(Images for object localization)

++++++++++

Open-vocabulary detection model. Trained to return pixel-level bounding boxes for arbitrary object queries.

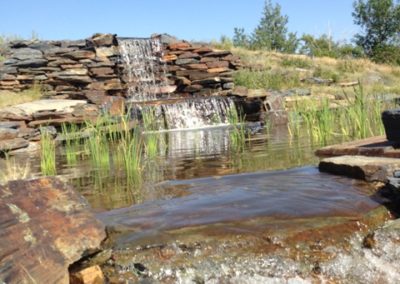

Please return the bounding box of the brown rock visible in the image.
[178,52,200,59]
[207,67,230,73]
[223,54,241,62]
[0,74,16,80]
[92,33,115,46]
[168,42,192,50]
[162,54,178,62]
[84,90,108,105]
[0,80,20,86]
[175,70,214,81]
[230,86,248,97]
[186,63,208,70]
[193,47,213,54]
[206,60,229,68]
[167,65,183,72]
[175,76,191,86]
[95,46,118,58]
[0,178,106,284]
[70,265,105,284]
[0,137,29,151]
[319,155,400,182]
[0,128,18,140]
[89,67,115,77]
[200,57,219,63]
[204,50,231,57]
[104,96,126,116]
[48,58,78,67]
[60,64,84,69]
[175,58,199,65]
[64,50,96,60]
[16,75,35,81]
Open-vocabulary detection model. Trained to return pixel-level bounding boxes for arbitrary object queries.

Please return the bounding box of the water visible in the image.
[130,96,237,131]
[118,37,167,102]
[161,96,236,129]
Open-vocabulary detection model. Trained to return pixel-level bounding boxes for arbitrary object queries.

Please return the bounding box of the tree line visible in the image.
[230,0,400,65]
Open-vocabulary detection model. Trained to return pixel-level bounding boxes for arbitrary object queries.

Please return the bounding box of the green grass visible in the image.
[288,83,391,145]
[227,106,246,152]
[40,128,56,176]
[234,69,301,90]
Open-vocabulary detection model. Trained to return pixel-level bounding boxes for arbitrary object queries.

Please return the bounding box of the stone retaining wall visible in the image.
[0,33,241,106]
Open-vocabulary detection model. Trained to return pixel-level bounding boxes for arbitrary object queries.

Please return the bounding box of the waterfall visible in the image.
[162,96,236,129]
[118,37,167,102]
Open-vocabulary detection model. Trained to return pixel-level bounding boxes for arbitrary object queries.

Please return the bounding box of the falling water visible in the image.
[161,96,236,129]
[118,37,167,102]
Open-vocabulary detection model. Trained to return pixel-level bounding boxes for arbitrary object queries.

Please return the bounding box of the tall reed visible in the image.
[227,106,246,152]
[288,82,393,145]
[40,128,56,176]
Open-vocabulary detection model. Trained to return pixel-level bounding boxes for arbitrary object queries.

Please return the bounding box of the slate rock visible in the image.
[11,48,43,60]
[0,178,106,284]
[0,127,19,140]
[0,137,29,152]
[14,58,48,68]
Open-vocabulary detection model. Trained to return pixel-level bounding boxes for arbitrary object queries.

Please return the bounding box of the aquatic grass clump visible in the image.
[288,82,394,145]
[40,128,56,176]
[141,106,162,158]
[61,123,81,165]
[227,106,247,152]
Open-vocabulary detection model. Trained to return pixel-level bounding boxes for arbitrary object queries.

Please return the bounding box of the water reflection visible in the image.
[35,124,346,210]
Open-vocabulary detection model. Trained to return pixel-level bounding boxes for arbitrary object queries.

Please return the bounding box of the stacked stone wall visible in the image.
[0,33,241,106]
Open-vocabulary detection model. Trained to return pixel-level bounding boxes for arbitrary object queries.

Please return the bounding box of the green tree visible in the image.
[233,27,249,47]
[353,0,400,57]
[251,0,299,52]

++++++++++

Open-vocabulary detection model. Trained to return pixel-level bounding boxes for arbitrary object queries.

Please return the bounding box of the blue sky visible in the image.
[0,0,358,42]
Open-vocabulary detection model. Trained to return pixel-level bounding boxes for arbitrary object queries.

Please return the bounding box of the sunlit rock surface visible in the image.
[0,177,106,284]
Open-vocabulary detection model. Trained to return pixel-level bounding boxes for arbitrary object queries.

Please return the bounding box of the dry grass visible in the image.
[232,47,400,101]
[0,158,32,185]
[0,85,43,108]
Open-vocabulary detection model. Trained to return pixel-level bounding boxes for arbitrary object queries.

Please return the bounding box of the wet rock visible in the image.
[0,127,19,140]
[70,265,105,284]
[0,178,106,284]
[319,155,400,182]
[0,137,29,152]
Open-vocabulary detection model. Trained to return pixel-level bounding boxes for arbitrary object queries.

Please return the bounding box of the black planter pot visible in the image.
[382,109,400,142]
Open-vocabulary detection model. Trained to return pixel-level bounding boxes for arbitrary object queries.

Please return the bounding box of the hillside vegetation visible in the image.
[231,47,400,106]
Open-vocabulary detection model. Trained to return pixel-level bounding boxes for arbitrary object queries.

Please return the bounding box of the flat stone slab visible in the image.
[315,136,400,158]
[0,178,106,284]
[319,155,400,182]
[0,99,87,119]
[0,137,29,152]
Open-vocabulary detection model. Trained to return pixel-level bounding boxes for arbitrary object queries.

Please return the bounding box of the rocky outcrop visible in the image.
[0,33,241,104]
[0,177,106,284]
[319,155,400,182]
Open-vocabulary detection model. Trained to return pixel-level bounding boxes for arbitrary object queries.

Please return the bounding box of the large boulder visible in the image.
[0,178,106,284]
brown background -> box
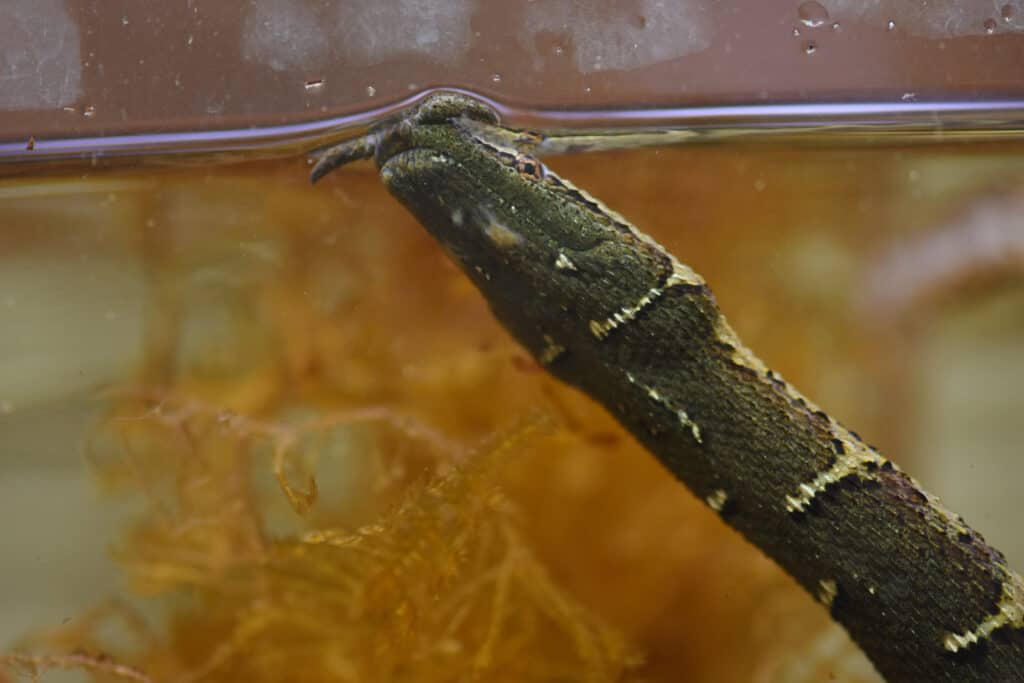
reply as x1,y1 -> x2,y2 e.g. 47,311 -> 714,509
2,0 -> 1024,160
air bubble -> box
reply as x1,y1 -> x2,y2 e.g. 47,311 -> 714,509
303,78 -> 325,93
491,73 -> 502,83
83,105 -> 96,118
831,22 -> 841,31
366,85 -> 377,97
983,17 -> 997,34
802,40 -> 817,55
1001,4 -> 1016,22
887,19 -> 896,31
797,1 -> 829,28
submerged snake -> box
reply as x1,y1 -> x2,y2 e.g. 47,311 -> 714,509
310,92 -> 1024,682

++++++++++

TASK REQUIREMENTS: Copy out the lines above from the line containing "Please return the bounding box of the rocky" through the line containing "air bubble -> box", exactly, and keep the pictures out.

ANSWER:
Please return the bounding box of the rocky outcrop visible in the image.
[0,33,241,104]
[0,177,106,284]
[319,155,400,182]
Open-vocabulary detection model. Trained to return pixel-level bounding boxes for arbitrary object queries.

Please return the bounding box of the large boulder visible in the image.
[0,178,106,284]
brown background -> box
reply as x1,y1 -> x2,y2 e.g. 47,311 -> 714,509
2,0 -> 1024,160
air bubble -> box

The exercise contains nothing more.